▶ [Required task] Reproduce the data exactly and drop any pictures it holds.

╭─ Information supplied

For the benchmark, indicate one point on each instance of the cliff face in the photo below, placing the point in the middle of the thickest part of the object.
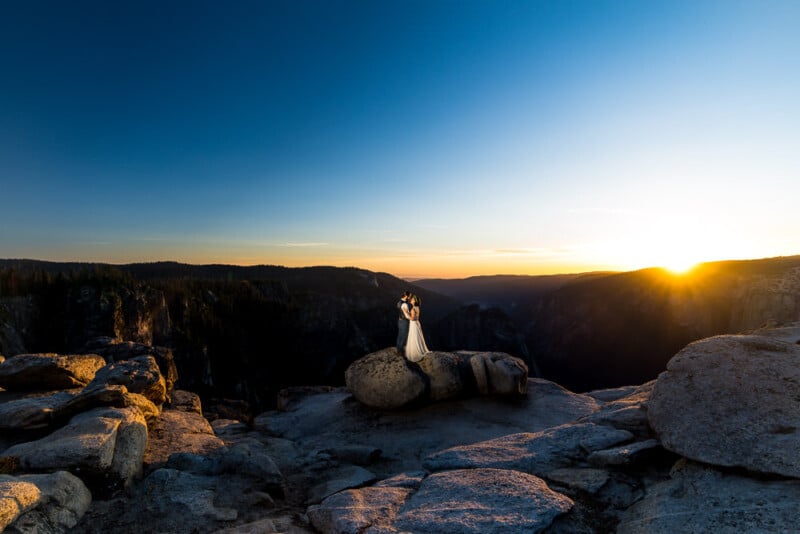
(623, 328)
(247, 332)
(235, 332)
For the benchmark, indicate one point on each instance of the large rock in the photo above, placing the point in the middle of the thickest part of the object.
(114, 351)
(344, 478)
(16, 497)
(732, 401)
(32, 412)
(385, 379)
(446, 374)
(177, 431)
(482, 501)
(535, 453)
(628, 412)
(702, 499)
(139, 375)
(497, 373)
(63, 500)
(104, 446)
(47, 372)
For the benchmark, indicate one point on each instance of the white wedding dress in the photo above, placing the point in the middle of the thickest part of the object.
(415, 345)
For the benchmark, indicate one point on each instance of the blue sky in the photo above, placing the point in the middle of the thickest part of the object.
(417, 138)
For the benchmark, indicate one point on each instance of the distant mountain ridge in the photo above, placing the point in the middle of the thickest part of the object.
(246, 331)
(613, 329)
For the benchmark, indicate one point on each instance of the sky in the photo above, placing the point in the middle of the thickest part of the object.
(419, 138)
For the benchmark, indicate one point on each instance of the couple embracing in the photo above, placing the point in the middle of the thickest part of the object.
(410, 341)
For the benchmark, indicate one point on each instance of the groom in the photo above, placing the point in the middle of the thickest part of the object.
(402, 322)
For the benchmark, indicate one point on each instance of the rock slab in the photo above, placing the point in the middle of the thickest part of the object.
(481, 501)
(702, 499)
(385, 379)
(732, 401)
(48, 372)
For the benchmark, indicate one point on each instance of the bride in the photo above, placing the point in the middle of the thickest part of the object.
(415, 346)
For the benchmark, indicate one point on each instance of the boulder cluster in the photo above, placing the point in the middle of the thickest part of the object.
(386, 380)
(82, 433)
(463, 442)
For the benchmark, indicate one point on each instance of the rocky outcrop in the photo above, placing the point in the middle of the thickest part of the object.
(106, 445)
(42, 503)
(732, 401)
(43, 372)
(115, 351)
(547, 461)
(387, 380)
(481, 501)
(700, 498)
(140, 374)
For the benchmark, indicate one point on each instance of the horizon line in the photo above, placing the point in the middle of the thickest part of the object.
(406, 278)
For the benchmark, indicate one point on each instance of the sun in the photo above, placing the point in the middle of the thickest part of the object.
(680, 266)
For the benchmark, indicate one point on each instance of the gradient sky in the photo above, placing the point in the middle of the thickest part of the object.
(420, 138)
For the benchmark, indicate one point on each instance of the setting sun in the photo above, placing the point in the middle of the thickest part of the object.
(680, 266)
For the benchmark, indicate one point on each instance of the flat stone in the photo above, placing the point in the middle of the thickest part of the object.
(65, 499)
(176, 431)
(344, 478)
(186, 401)
(481, 501)
(167, 492)
(34, 412)
(48, 371)
(17, 496)
(104, 445)
(359, 510)
(585, 479)
(139, 375)
(701, 499)
(622, 455)
(534, 453)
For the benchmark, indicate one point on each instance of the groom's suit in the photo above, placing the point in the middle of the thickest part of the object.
(402, 327)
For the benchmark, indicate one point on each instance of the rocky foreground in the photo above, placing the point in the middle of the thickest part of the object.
(464, 442)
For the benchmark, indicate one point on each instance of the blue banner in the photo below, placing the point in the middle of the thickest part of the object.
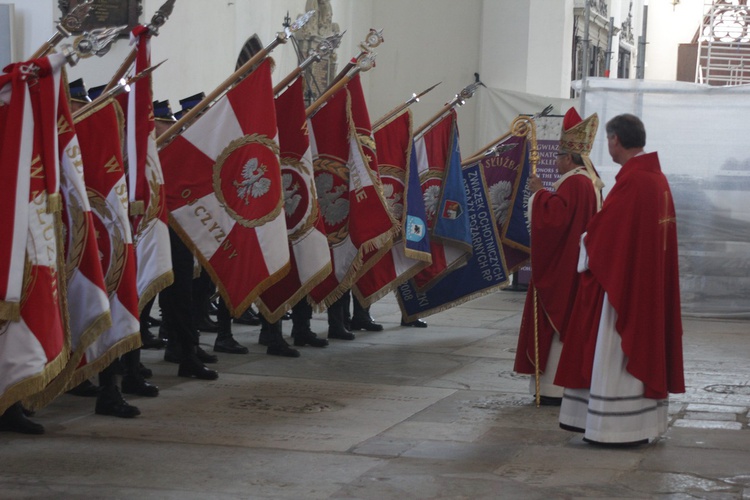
(451, 221)
(485, 271)
(416, 239)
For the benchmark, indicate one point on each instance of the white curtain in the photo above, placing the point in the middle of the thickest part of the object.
(701, 135)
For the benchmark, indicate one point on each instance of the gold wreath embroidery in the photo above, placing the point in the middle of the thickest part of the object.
(234, 145)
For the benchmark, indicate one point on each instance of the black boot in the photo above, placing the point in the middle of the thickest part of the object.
(277, 345)
(148, 339)
(264, 338)
(417, 323)
(336, 328)
(361, 320)
(14, 420)
(301, 332)
(248, 318)
(225, 340)
(85, 389)
(191, 366)
(132, 380)
(111, 403)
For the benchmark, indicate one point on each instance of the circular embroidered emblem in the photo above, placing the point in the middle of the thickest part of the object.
(243, 180)
(110, 239)
(332, 186)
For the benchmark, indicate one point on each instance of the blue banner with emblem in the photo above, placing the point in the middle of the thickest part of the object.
(417, 241)
(484, 272)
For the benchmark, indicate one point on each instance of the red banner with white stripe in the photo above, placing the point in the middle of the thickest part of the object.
(224, 191)
(146, 192)
(308, 244)
(394, 145)
(359, 227)
(34, 348)
(99, 135)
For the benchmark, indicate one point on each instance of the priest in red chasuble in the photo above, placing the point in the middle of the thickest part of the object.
(623, 350)
(558, 219)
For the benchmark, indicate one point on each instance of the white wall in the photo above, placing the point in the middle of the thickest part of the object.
(668, 26)
(34, 25)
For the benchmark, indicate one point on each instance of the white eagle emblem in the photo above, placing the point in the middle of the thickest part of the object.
(253, 181)
(334, 208)
(291, 198)
(431, 200)
(500, 194)
(394, 201)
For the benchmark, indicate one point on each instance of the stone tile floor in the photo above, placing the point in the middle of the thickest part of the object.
(404, 413)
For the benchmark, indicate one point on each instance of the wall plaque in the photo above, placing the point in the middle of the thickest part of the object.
(107, 14)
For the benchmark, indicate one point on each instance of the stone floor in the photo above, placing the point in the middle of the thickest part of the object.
(404, 413)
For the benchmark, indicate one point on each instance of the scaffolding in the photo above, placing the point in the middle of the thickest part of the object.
(724, 44)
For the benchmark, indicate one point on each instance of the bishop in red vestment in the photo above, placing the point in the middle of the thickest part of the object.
(558, 219)
(623, 352)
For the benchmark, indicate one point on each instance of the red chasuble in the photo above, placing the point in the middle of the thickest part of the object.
(558, 219)
(632, 248)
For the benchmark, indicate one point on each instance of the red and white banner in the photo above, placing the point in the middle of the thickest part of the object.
(88, 305)
(394, 145)
(16, 138)
(99, 136)
(359, 227)
(147, 195)
(308, 243)
(34, 349)
(224, 191)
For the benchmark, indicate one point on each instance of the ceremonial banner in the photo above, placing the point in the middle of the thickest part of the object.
(439, 160)
(99, 132)
(411, 248)
(507, 173)
(357, 222)
(224, 191)
(308, 243)
(148, 204)
(483, 273)
(88, 303)
(35, 347)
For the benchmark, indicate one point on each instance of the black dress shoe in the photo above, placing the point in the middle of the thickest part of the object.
(85, 389)
(229, 345)
(151, 341)
(284, 349)
(264, 338)
(206, 324)
(366, 324)
(308, 338)
(138, 386)
(417, 323)
(248, 318)
(14, 420)
(172, 355)
(204, 357)
(340, 334)
(192, 367)
(628, 444)
(111, 403)
(549, 401)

╰─

▶ [Completed task]
For the benchmark, indicate one point on each instance of the cliff face in the photo below, placing the point in the middle of the thickest part of the object.
(623, 328)
(247, 332)
(235, 332)
For the benchmark, indicate one point on each instance of the large rock in the photo above, placing the point in the middle of the thickest part of the object.
(114, 351)
(344, 478)
(16, 497)
(732, 401)
(32, 412)
(385, 379)
(446, 374)
(177, 431)
(482, 501)
(535, 453)
(628, 412)
(702, 499)
(139, 375)
(497, 373)
(63, 500)
(104, 446)
(47, 372)
For the benchmark, indicate one point on each instance of the white wedding dress in the photo above, placing the point in the middle of the thickest part of the object.
(415, 345)
For the benchmark, indicate one point on each instance of the blue sky in the photo above, placing the point in the middle of the thickest part of the object.
(417, 138)
For the benchmark, indicate one point on each instance of the distant mountain ridge in the photo above, placing the point in the middle of the thickest part of the object.
(246, 331)
(613, 329)
For the benchmark, indicate one point on each instance of the sky in the photo above, placing the point in the middle of the thickest part of the object.
(419, 138)
For the benchmark, indicate one point on each instance of the couple embracing in the photo above, placing the point in the middle of the thickest part of the object.
(410, 341)
For the benchmark, indicate one point on each instance of the groom in the photo above, placing the point in the middle of the thickest part of the object.
(402, 322)
For the benchmark, indicate one point on each instance of the rock slab in the photo above, placing the point in the middle of the thickest part of the object.
(481, 501)
(702, 499)
(385, 379)
(732, 401)
(48, 372)
For the benchmark, indicate one point on each instance of the bride in the photo above, placing the point in the middle of the thickest part of the object.
(415, 346)
For the benchmark, indicate one point on each instance of the boulder cluster in the photo above, placing the point in the middle of the thickest part of the object.
(386, 380)
(82, 433)
(463, 442)
For the benchmark, indicate one point on each instance of the rocky outcrop in the photo above, placing the point in the middle of the thickest part of the object.
(106, 445)
(42, 503)
(732, 401)
(43, 372)
(115, 351)
(547, 461)
(387, 380)
(481, 501)
(700, 498)
(140, 374)
For the benchmark, indicate one point on each instance of the horizon line in the photo above, placing the point in the middle of the thickest part of the object.
(406, 278)
For the benchmark, indicate one point on each instance of the sun in the photo above, placing the point in the middle of the thickest part of the object.
(680, 266)
For the benchmark, indicate one point on each instance of the gradient sky in the photo above, placing the point in the middle of the thickest part of the object.
(420, 138)
For the benchmark, indicate one point on each instance of the setting sun in the photo above, placing the point in the middle of the thickest part of the object.
(680, 266)
For the benchmark, indicate one point on each instance of the flat stone in the photo above, placing the point in the middle of the thickest part of the object.
(65, 499)
(176, 431)
(344, 478)
(186, 401)
(481, 501)
(167, 492)
(34, 412)
(48, 371)
(17, 496)
(104, 445)
(359, 510)
(585, 479)
(139, 375)
(701, 499)
(622, 455)
(534, 453)
For the benchmark, indicate one point on each instance of the groom's suit in the photo above, placing the point in the middle of the thickest part of the object.
(402, 327)
For the benchmark, indicate one point on each instance of the rocky foreground in the photo above, placing the point in the middle of the thickest part of the object.
(464, 442)
For the benchmark, indicate one point on each instance of the blue banner in the photo below, placing the point in the middle of the thickest part of the object.
(451, 221)
(485, 271)
(416, 239)
For the benchmark, indicate one point on each instance of the white curtain in the photo above, placing the point in the middle of the thickest part of the object.
(701, 135)
For the benchmark, indicate one point on each instance of the gold wreath embroidery in the photo above, placing the point in the middle of the thickest part of the object.
(234, 145)
For the benchmark, indicate one point on each instance of the black boot in the photo above, placing the point in the middle of the thickest part of the object.
(277, 345)
(148, 339)
(264, 338)
(417, 323)
(336, 328)
(361, 320)
(14, 420)
(301, 332)
(248, 318)
(225, 340)
(85, 389)
(191, 366)
(132, 380)
(111, 403)
For the benchmark, indicate one point on each instance of the circular embroidered emblem in the photo above, placing the point in the middle of the thickest part of the object.
(243, 180)
(110, 239)
(332, 186)
For the benchmark, indicate one point on each instance of the blue banner with emblem in the photo above, placing the point in the middle of the thickest part of the object.
(417, 241)
(484, 272)
For the benchmark, indicate one point on each instance of the red banner with white stripe in the photo above, placing the point in the middle of the thickest part of the object.
(224, 191)
(146, 192)
(308, 244)
(394, 145)
(359, 227)
(34, 348)
(99, 135)
For the benchmark, indicate one point on each instance of the priest in red chasuble in the photo above, placing the point in the middle of the thickest part of the object.
(623, 350)
(558, 219)
For the benchmark, indicate one point on each instance of the white wall in the photo above, placing the point in the middle of the thickest part of the object.
(668, 26)
(34, 25)
For the benchmark, indicate one point on each instance of the white eagle emblem in the photo above, placing the point in the middle of the thickest part of the object.
(253, 181)
(334, 208)
(291, 198)
(431, 200)
(500, 194)
(394, 201)
For the benchmark, indicate one point on each instance of the stone tile floor in the photo above, placing the point in the middle of the thickest part of the object.
(404, 413)
For the benchmark, indicate one point on each instance of the wall plaque in the photo above, placing the point in the middle of the thickest part of the object.
(107, 14)
For the benchmark, indicate one point on each instance of the stone floor in the photo above, placing the point in the middle of the thickest part of the object.
(404, 413)
For the benchmark, indicate one point on each instance of the scaffolding in the photo above, placing the point in the middle of the thickest part of the object.
(724, 44)
For the benchmark, indicate one point on each instance of the bishop in red vestment in the photo above, placing the point in the middle of the thickest part of the object.
(558, 219)
(623, 352)
For the benchmark, indicate one point on each instance of the red chasuble in the photo above, placing the point in the middle of the thickest part of the object.
(558, 219)
(632, 248)
For the benchmark, indicate one point on each instance of the red and white banner in the photo above, placing the point in the middle of the thickest part of the object.
(88, 305)
(394, 145)
(16, 138)
(99, 136)
(359, 227)
(147, 195)
(308, 243)
(34, 349)
(224, 191)
For the benchmark, indicate one point on each instance of the ceremonial banner in the photo above, placing the point in the middle of the thickest part of the object.
(439, 160)
(99, 132)
(411, 248)
(507, 173)
(357, 222)
(224, 191)
(308, 243)
(148, 204)
(483, 273)
(88, 303)
(35, 347)
For the benchmark, indicate one point on each instance of the black dress shoe in the photo above, placing the point in the middle of the thickest part of the object.
(85, 389)
(229, 345)
(151, 341)
(284, 349)
(264, 338)
(206, 324)
(366, 324)
(308, 338)
(138, 386)
(417, 323)
(248, 318)
(14, 420)
(172, 355)
(204, 357)
(340, 334)
(192, 367)
(628, 444)
(111, 403)
(549, 401)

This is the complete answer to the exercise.